Work required: Your output must match the records exactly, line for line.
Listed entries: Begin
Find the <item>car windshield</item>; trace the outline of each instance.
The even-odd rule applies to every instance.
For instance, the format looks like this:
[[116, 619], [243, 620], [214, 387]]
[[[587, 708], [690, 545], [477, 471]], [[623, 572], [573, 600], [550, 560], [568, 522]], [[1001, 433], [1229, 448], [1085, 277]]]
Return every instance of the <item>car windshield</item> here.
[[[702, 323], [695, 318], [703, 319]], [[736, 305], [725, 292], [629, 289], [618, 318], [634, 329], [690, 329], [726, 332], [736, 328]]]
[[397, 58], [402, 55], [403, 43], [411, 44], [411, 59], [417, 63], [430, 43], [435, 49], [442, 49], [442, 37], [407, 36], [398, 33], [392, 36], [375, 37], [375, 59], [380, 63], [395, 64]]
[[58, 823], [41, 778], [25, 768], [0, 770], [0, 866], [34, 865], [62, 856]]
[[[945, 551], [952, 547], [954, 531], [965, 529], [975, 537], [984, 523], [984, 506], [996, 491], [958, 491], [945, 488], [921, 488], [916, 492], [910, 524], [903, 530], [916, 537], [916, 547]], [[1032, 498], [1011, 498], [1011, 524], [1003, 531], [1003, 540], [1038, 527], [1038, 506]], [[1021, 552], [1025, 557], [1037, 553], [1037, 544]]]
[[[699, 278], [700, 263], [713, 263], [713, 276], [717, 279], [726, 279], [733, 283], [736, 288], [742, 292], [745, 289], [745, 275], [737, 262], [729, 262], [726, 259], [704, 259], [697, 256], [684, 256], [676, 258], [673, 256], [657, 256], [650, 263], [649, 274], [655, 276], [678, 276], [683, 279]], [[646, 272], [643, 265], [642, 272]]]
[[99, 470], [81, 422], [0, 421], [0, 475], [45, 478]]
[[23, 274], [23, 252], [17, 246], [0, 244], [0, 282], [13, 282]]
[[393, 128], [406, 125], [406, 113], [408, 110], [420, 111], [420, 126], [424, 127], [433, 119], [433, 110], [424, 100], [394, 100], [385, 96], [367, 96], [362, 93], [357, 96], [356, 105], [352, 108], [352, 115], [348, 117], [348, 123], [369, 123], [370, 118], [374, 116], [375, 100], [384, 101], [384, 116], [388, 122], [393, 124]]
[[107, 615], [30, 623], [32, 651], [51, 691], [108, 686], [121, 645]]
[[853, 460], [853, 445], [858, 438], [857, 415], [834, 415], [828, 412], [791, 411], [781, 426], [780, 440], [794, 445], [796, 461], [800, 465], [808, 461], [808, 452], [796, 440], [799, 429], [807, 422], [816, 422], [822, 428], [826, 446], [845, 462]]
Listed entries: End
Response to the task:
Find the <item>car windshield</item>; trace the outline of each instance.
The even-odd rule applies to every instance.
For instance, the format looks like this:
[[116, 619], [243, 620], [214, 387]]
[[[587, 708], [690, 545], [477, 471]], [[623, 572], [573, 600], [550, 560], [568, 522]], [[1001, 433], [1229, 448], [1085, 277]]]
Return every instance of the <item>car windshield</item> here.
[[[702, 323], [695, 318], [703, 319]], [[736, 305], [725, 292], [629, 289], [618, 318], [634, 329], [690, 329], [726, 332], [736, 328]]]
[[397, 58], [402, 55], [403, 43], [411, 44], [411, 59], [417, 63], [430, 43], [435, 49], [442, 49], [442, 37], [407, 36], [398, 33], [392, 36], [375, 37], [375, 59], [380, 63], [395, 64]]
[[58, 823], [41, 778], [25, 768], [0, 770], [0, 866], [34, 865], [62, 856]]
[[[945, 551], [952, 547], [954, 531], [965, 529], [975, 537], [984, 523], [984, 506], [996, 491], [958, 491], [945, 488], [921, 488], [916, 492], [910, 524], [903, 530], [916, 537], [916, 547]], [[1032, 498], [1011, 498], [1011, 524], [1003, 531], [1003, 540], [1038, 527], [1038, 506]], [[1021, 552], [1025, 557], [1037, 553], [1037, 544]]]
[[[699, 278], [700, 263], [713, 263], [713, 276], [717, 279], [726, 279], [733, 283], [736, 288], [742, 292], [745, 289], [745, 275], [737, 262], [729, 262], [726, 259], [704, 259], [697, 256], [684, 256], [676, 258], [673, 256], [657, 256], [650, 263], [649, 274], [655, 276], [678, 276], [683, 279]], [[646, 272], [643, 265], [642, 272]]]
[[99, 470], [81, 422], [0, 421], [0, 475], [45, 478]]
[[23, 274], [23, 252], [17, 246], [0, 244], [0, 282], [13, 282]]
[[393, 128], [406, 125], [406, 113], [408, 110], [420, 111], [420, 126], [424, 127], [433, 119], [433, 110], [424, 100], [394, 100], [385, 96], [367, 96], [362, 93], [357, 96], [356, 105], [352, 108], [352, 115], [348, 117], [348, 123], [369, 123], [370, 118], [374, 116], [375, 100], [384, 101], [384, 116], [388, 122], [393, 124]]
[[107, 615], [30, 623], [32, 651], [51, 691], [108, 686], [121, 645]]
[[853, 460], [853, 445], [858, 438], [857, 415], [834, 415], [828, 412], [791, 411], [781, 426], [780, 440], [794, 445], [796, 461], [800, 465], [808, 461], [808, 452], [796, 440], [799, 429], [807, 422], [816, 422], [822, 428], [826, 446], [845, 462]]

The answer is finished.